ASSIGNED TASK> Write out an exact copy of the line with "Query: road marking" and of each line after it, through the end of the records below.

▬▬▬

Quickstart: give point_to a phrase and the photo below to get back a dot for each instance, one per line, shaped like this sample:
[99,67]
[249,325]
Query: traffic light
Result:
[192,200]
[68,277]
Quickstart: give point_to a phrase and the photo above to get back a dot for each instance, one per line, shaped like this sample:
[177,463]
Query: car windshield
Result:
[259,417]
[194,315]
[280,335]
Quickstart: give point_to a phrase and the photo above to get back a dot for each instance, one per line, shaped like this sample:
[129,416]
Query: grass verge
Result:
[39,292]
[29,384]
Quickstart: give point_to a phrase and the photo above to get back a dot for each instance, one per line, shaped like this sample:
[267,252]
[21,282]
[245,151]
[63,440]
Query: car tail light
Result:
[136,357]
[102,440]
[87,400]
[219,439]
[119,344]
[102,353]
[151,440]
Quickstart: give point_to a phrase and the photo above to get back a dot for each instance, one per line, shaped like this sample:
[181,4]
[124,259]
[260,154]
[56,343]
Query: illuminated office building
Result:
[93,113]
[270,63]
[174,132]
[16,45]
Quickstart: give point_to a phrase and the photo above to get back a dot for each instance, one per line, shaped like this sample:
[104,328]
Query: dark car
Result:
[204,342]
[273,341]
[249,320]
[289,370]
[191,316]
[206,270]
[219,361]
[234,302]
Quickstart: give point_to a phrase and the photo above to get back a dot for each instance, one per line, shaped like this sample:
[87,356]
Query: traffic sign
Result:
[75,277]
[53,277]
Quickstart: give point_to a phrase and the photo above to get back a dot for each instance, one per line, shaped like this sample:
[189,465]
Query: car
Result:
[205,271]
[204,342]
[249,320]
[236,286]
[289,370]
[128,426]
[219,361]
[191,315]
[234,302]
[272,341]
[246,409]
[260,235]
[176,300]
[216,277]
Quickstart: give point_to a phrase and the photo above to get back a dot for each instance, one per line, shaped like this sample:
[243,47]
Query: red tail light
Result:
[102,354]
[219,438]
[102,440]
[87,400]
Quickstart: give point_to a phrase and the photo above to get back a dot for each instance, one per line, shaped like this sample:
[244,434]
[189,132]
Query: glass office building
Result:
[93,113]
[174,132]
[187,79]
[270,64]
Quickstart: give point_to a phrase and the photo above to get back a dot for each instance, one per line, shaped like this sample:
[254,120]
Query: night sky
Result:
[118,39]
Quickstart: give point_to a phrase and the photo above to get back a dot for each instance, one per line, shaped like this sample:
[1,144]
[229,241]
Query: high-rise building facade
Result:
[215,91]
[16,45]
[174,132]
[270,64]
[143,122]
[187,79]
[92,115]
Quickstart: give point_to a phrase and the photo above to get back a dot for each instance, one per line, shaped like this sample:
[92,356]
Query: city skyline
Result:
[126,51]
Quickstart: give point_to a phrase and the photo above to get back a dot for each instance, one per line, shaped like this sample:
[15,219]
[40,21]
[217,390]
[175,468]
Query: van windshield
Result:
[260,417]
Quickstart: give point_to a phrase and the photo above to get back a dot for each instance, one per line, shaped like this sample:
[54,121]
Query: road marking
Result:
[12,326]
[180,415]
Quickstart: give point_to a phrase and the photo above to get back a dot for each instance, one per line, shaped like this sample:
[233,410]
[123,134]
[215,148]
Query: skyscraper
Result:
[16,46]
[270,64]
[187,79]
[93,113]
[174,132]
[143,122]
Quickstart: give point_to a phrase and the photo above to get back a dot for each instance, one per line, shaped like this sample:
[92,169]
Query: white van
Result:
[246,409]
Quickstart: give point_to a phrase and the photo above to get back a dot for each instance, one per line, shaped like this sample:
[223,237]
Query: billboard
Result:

▬▬▬

ANSWER SPACE>
Query: road marking
Result:
[12,326]
[180,415]
Quickstart: give point_to a phrase and the photo above to get back a dot for each instance, one per line, shaped like this sample:
[233,410]
[123,134]
[215,148]
Query: skyscraper
Result:
[16,46]
[270,64]
[187,79]
[93,113]
[174,132]
[143,122]
Quickstart: give point_to a phrase and the photo above to get back a dot for each instance, one per line, shaped like this sample:
[92,169]
Query: white van
Result:
[246,409]
Quickstart: give point_to a phrase and the photo above to get back a dot for each instance, one per line, shaped like this sample:
[223,237]
Query: billboard
Result:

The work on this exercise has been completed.